DÉFI —
Dans le texte sur la neutralité carbone de Marseille, relevez chaque personne désignée par son nom, avec la fonction que le texte lui attribue.

TEXTE DU DOCUMENT —
═══

Marseille élabore un plan d’actions climatique pour espérer faire partie des « 30 villes neutres en carbone en 2030 » sélectionnées par l’Europe, et bénéficier d’aides financières et techniques.
9 milliards d’euros pour la neutralité carbone de Marseille d’ici à 2030. Le chiffre paraît gargantuesque. L’investissement dépasserait de loin celui des autres chantiers prioritaires de la ville : la rénovation des écoles (1,2 milliard), l’habitat ou les transports (3 milliards).
Ce budget, pour l’heure théorique, est celui du « contrat de ville climatique ». Un plan d’actions pour atteindre en 8 ans, un bilan carbone proche de zéro. Il doit être présenté d’ici à la fin de l’année à la Commission européenne.
Si elle juge cette feuille de route crédible, pertinente, convaincante, elle sélectionnera Marseille, déjà lauréate des « 100 villes neutres en carbone en 2030 », dans une liste plus resserrée de 30 villes, dévoilée en fin d’année. Ces communes bénéficieront d’un accompagnement financier et technique « privilégié », assure Fabien Perez, conseiller municipal délégué aux fonds européens, à la manœuvre sur ce dossier.
10 000 euros par habitant pour atteindre la neutralité carbone
L’Europe estime à 10 000 euros par habitant l’objectif de neutralité carbone en 8 ans. Soit près de 9 milliards pour Marseille. Elle n’entend pas financer la totalité de ce budget, mais « une partie conséquente », poursuit l’élu. Le maire, Benoît Payan, évoque quant à lui « des centaines de millions d’euros ».
Les financements européens doivent « créer un effet de levier », reprend Fabien Perez, permettant de décrocher d’autres fonds, publics et privés, et concrétiser cet objectif de neutralité carbone, aussi ambitieux que « difficile à définir », dixit le conseiller municipal aux fonds européens.
« 80 % des projets devraient être métropolitains »
Huit ans pour atteindre la neutralité carbone ? « Nous partageons tous les deux le goût du défi », lance Benoît Payan à Renaud Muselier, président de la Région Provence-Alpes-Côte d’Azur. Montrant l’unité derrière la question climatique, ils donnaient ensemble le coup d’envoi de la première grande réunion de travail sur le dossier jeudi 8 septembre, dans l’hémicycle municipal.
Les deux institutions en appellent à un « grand élan collectif », alliant tous les acteurs publics, privés associatifs et citoyens. Du côté de la Métropole Aix-Marseille-Provence, « je sais pouvoir compter sur sa présidente », Martine Vassal, n’a pas manqué de déclarer le maire de Marseille.
D’autant que l’institution est en charge de la mobilité, volet central dans la réduction des émissions de CO2. Fabien Perez estime que « 80 % des projets du contrat de ville climatique devraient être métropolitains ».
Des quartiers en auto-production électrique
Comme la création d’une troisième ligne de métro ? La municipalité remet aujourd’hui ce projet sur la table, arguant qu’un soutien européen pourrait concrétiser ce dossier. D’autant plus que le désenclavement des secteurs excentrés avec des transports en commun, en particulier les quartiers Nord, pourrait alléger de manière conséquente le bilan carbone de la ville.

═══

Lignes d'un jeu de données —
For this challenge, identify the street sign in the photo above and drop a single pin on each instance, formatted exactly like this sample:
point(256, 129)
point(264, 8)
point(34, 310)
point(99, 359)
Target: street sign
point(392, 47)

═══

CORRIGÉ DE L'EXERCICE —
- Fabien Perez : conseiller municipal délégué aux fonds européens
- Benoît Payan : maire de Marseille
- Renaud Muselier : président de la Région Provence-Alpes-Côte d'Azur
- Martine Vassal : présidente de la Métropole Aix-Marseille-Provence